== Document excerpt ==
Auction of the Week: Goldin Auctions Spring Premium Sale, April 28, 2018
Our featured sale this week is Goldin Auctions' Spring Premioum Sale, which takes place on April 28. From sporting legends and controversy, to cultural and political icons, here are ten of the top lots up for grabs...
2003-04 "Ultimate Collection" #127 LeBron James Signed Rookie Card
LeBron James is regarded as one of the greatest basketball players in NBA history, with a career that includes three NBA championships, four NBA MVP Awards, two Olympic gold medals, an NBA scoring title, and the NBA Rookie of the Year Award.
This rare Upper deck card originates from his rookie season in 2003-2004 with the Cleveland Cavaliers, a team which he would later lead to their first championship in 52 years in 2016.
Graded MINT 9 by BGS, the card is one of just 250 examples from the limited-edition 'Ultimate Collection' and bears James' signature.
Lou Gehrig signed and inscribed Bowler Hat
In 1928, the two biggest stars in baseball Babe Ruth and Lou Gehrig announced their public support for the Democratic presidential candidate Al Smith.
Smith was the governor of New York, and wanted the two Yankees superstars to boost his national image. Ruth and Gehrig went out on the campaign trail, appearing at events across the country, during which they both wore a copy of Al Smith’s trademark brown bowler hat.
They were amongst the first celebrities to endorse a political candidate on a national level - although their fame did little to help Smith at the polls, where he was beaten in a landslide by Republican Herbert Hoover.
Gehrig gifted this bowler hat to a local politician during a stop in Ohio, and inscribed it "To Pops Lunken, the Al Smith of Dayton, Ohio, Most Sincerely from ‘Lou’ Gehrig."
Historic 1992 Tonya Harding Competition Worn Black Ice Skating Costume
This custom-made outfit was worn on the ice by Tonya Harding, the former skating champion who rose to notoriety in 1994 following a vicious attack on a rival.
Harding won the U.S championships in 1991 and 1994, and was the first American woman to successfully land a triple axel in competition.
Her rags to riches story captured the nation's imagination – but in 1994 her ex-husband and bodyguard were arrested for attacking Nancy Kerrigan, her main rival for the U.S Olympic team, in an attempt to prevent her from competing.
The ensuing case saw Harding arrested and banned from professional skating for life, in one of the biggest sporting scandals in U.S history. Her life story was recently adapted into the Oscar-winning film I, Tonya, and she remains a controversial pop culture figure to this day.
1855 Alexander Cartwright Daguerreotype Photo
This antique daguerreotype photograph depicts Alexander Cartwright, also known as the "father of baseball" who founded the Knickerbocker Base Ball Club in New York in 1842, and played a large role in the early development of the modern game.
Following his baseball career he joined the California Gold Rush, and later ended up in Hawaii, where he became a prominent businessman. Having established the Honolulu Fire Department, Honolulu Library and the Rapid Transit Bus Company, he became a financial advisor and diplomat in the service of King and Queen Kamehameha.
===
Resume the auction preview of Goldin's spring sale lots from the point where it stops.
== Data section ==
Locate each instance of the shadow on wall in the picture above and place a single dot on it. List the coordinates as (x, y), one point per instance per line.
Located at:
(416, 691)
===
> Output for this task:
This rare photograph, one of just three featuring Cartwright known to exist, was taken in Hawaii in the mid-1850s and was gifted to the Queen herself. It remained in the collection of the royal family until 1915, when it was presented to Cartwright’s grandson, Bruce Cartwright, during a visit to the islands.
1929-30 Babe Ruth Game Used Louisville Slugger R34 Model Bat
This Hillerich & Bradsby Louisville Slugger baseball bat was used by the Sultan of Swat himself, Babe Ruth, circa 1929-1930.
During that period Ruth was one of the most famous men in America, having led the New York Yankees to two consecutive World Series championships in 1927 and 1928.
In 1920 he actually made more money than the President of the United States, and famously suggested it was because "I had a better year than he did."
Ruth always held his bat with the logo facing away from him, meaning his hits invariably made contact on the left of the barrel above his signature; and he was also known to deliberately score his bats with a bottle cap, creating ridges which would create backspin and help his home-runs to soar upwards.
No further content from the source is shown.